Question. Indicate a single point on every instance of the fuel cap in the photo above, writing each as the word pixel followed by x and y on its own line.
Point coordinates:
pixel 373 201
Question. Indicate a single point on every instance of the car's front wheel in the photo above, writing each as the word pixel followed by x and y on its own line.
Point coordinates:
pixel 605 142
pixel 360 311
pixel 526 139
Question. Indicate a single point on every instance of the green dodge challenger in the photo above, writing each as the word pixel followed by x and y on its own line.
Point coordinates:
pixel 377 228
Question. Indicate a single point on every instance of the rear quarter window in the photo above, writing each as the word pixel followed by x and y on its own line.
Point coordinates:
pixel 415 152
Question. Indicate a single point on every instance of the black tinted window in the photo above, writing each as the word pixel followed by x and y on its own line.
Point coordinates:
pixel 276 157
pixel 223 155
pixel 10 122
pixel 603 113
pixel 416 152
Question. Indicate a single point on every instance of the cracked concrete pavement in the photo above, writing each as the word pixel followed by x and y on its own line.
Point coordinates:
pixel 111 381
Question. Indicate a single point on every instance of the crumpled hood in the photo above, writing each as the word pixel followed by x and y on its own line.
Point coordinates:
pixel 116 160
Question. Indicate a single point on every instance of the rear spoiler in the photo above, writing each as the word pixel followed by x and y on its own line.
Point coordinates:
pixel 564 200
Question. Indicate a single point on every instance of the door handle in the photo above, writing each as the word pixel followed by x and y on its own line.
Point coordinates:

========

YOUR TASK :: Report each line in the preceding entries that holds the string "rear".

TASK RESULT ::
Question. Indicate a single point on every instance of the rear quarter window in the photo above, writing each as the word pixel followed by x and y on its own line.
Question. Indicate a single point on every instance of the rear spoiler in the photo above, writing each as the word pixel followed by x and y on its own line.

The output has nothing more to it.